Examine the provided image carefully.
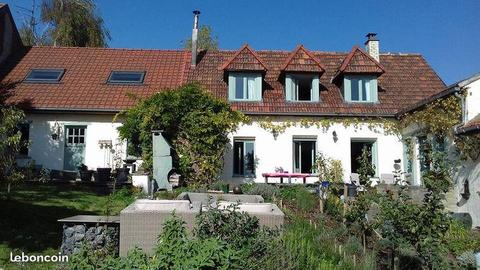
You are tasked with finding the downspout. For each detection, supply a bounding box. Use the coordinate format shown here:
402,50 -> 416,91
453,88 -> 467,133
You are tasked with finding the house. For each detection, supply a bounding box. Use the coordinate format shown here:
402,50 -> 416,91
0,6 -> 445,186
399,74 -> 480,227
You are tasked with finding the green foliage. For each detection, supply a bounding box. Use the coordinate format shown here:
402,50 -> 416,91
263,221 -> 375,269
195,204 -> 260,247
242,183 -> 280,201
442,220 -> 480,256
184,25 -> 218,51
358,146 -> 375,185
41,0 -> 110,47
118,84 -> 243,184
280,185 -> 318,212
0,107 -> 26,194
315,152 -> 343,183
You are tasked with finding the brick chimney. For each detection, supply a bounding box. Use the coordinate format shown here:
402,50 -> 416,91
365,33 -> 380,62
192,10 -> 200,67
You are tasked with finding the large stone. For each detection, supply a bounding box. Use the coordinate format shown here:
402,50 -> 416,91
63,227 -> 75,237
73,233 -> 85,242
74,225 -> 85,234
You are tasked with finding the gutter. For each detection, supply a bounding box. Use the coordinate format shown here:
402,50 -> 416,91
239,110 -> 395,118
25,108 -> 122,114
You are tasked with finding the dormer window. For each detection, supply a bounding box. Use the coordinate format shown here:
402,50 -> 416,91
108,71 -> 145,84
342,75 -> 378,102
25,69 -> 65,83
228,72 -> 262,101
285,73 -> 320,102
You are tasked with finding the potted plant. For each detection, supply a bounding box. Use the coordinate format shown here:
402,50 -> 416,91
113,140 -> 130,183
96,168 -> 112,183
78,163 -> 93,182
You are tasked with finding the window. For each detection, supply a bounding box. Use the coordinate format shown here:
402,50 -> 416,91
285,74 -> 320,101
293,138 -> 316,173
108,71 -> 145,83
350,139 -> 378,177
25,69 -> 65,83
343,75 -> 378,102
18,123 -> 30,156
233,139 -> 255,177
66,127 -> 86,145
228,73 -> 262,101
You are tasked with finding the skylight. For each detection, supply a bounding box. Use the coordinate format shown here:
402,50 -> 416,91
25,69 -> 65,82
108,71 -> 145,83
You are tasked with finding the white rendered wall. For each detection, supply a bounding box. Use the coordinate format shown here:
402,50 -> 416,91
222,117 -> 403,186
465,80 -> 480,121
27,114 -> 126,170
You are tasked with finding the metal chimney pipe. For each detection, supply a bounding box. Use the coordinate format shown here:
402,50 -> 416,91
192,10 -> 200,67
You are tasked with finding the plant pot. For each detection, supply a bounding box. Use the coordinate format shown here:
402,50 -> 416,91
79,170 -> 93,182
347,184 -> 357,197
96,168 -> 112,182
221,184 -> 230,193
115,168 -> 130,183
233,186 -> 243,194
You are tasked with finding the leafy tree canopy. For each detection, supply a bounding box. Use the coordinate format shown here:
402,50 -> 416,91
119,84 -> 243,183
19,0 -> 110,47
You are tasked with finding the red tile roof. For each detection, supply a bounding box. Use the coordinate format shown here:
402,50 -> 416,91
188,51 -> 445,116
0,47 -> 190,111
0,45 -> 445,116
220,44 -> 267,71
282,45 -> 325,73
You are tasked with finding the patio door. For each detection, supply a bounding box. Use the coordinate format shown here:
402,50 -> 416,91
63,126 -> 87,171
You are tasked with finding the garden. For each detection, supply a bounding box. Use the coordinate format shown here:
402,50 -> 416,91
0,84 -> 480,269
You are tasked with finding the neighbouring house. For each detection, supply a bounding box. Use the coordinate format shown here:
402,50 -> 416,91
0,6 -> 445,184
399,74 -> 480,227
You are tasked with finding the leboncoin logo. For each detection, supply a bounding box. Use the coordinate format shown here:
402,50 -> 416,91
10,251 -> 68,263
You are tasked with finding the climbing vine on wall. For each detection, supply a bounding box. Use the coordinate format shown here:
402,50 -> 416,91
252,117 -> 400,135
398,91 -> 480,160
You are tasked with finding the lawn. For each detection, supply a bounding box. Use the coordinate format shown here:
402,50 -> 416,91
0,184 -> 134,269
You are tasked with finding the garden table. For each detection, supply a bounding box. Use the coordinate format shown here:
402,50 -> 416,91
262,172 -> 315,184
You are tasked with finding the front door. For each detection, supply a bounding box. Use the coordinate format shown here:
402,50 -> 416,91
63,126 -> 87,171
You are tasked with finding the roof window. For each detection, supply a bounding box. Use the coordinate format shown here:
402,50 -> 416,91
25,69 -> 65,82
108,71 -> 145,83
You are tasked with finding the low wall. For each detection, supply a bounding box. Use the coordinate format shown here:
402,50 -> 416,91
58,215 -> 120,255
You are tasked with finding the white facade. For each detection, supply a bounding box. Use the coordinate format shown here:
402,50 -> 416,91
27,113 -> 126,170
446,75 -> 480,227
222,117 -> 403,186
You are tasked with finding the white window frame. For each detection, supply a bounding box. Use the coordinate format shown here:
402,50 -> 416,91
285,73 -> 320,102
228,72 -> 262,101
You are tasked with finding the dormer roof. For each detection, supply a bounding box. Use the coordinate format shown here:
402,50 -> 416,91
220,44 -> 267,71
282,45 -> 325,73
332,46 -> 385,81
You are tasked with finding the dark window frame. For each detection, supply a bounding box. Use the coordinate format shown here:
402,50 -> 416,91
232,138 -> 256,178
107,70 -> 147,84
23,68 -> 66,83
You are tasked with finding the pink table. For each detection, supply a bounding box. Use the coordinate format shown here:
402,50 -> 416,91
262,173 -> 312,184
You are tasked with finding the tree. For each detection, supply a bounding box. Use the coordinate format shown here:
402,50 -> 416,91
41,0 -> 110,47
184,25 -> 218,51
118,84 -> 243,184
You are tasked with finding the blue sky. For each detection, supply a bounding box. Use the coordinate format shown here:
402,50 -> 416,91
4,0 -> 480,83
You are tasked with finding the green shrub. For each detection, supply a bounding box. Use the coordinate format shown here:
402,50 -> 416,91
246,183 -> 280,201
280,185 -> 318,212
443,220 -> 480,256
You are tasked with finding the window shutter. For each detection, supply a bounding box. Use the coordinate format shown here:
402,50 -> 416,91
311,75 -> 320,102
228,74 -> 235,100
343,77 -> 352,102
370,78 -> 378,102
285,75 -> 295,101
252,75 -> 262,101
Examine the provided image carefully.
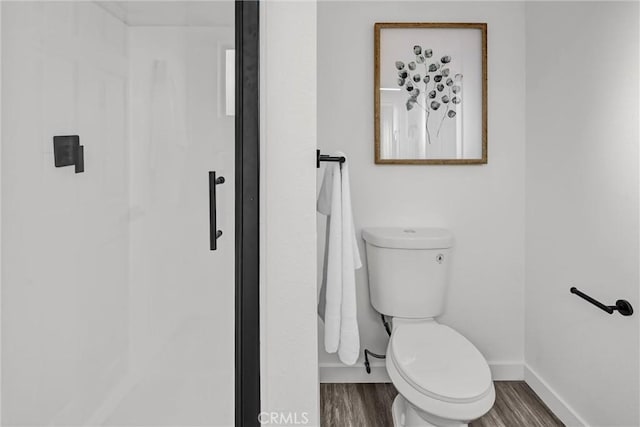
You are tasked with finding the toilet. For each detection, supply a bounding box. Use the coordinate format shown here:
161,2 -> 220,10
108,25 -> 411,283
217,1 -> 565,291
362,227 -> 495,427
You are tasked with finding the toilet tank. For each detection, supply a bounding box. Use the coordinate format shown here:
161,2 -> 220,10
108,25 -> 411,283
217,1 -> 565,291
362,227 -> 453,318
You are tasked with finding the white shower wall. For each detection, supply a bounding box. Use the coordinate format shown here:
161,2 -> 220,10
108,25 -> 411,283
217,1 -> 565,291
2,2 -> 129,426
106,27 -> 235,425
1,2 -> 235,426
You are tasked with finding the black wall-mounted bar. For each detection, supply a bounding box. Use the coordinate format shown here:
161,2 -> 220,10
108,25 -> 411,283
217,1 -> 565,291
569,286 -> 633,316
209,171 -> 224,251
316,150 -> 347,168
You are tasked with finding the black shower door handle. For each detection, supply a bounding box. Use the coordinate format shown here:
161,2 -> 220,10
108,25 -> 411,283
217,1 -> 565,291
209,171 -> 224,251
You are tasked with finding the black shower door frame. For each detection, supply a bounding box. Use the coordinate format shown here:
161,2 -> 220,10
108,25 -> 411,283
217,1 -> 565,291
235,0 -> 260,427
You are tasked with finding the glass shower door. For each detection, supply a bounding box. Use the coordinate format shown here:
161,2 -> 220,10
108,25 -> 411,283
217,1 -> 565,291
0,0 -> 235,426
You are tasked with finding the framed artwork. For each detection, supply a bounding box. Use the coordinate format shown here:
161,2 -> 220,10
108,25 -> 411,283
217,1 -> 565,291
374,23 -> 487,164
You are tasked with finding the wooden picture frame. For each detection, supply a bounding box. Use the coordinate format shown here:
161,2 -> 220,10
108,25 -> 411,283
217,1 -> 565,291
374,22 -> 488,165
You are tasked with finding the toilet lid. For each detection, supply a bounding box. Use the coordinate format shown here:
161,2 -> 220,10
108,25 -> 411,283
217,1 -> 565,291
390,321 -> 491,402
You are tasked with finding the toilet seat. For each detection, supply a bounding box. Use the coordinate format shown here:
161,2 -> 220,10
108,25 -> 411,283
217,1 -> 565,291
386,318 -> 495,420
389,320 -> 491,403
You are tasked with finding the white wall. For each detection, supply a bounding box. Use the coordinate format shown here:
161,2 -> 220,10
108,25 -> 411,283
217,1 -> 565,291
316,1 -> 525,381
260,1 -> 320,426
2,2 -> 128,425
524,2 -> 640,426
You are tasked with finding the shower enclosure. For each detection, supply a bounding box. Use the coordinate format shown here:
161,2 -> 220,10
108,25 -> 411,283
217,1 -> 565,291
0,0 -> 258,426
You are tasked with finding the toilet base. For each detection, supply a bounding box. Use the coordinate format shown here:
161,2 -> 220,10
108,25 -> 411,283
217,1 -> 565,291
391,394 -> 468,427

▸ Stated goal:
Starting at the first line and ending at the line that contains "25,108 -> 122,114", write the lines out again with "brick chimney" changed to "chimney stack" and everything else left as it is. Leave the pictures out of your answer.

▸ Finished exercise:
Examine the provided image carefully.
You are tasked with finding the downspout. For each detection, supply a bounding box. Use the coordinate format shown here:
402,50 -> 416,91
453,88 -> 467,133
You are tasked with finding the house. For each detection, supply a bounding box. Use the coordinate format shown here:
402,50 -> 416,91
0,6 -> 445,186
399,74 -> 480,227
You are tasked with finding the green foliage. For each detection, supply a bounding box. Use the coordinate format shown here:
402,50 -> 416,91
263,221 -> 375,269
195,204 -> 260,247
242,183 -> 280,201
442,220 -> 480,256
184,25 -> 218,51
358,146 -> 375,185
41,0 -> 110,47
118,84 -> 243,184
280,185 -> 318,212
0,107 -> 26,194
315,152 -> 343,183
You are tasked with finding the chimney stack. For each detection, supply a bounding box. Use the coordinate format shown here:
402,50 -> 416,91
365,33 -> 380,62
192,10 -> 200,67
You are tasked with finding the large stone. For each detection, supply a bounding box. Use the coordinate format shown here:
402,50 -> 416,91
63,227 -> 75,237
73,233 -> 85,242
74,225 -> 85,234
You are tasked with finding the gutter. For each detection, supply a bounding box. Use the coordinate format shown here:
402,50 -> 416,91
239,110 -> 395,118
25,108 -> 122,114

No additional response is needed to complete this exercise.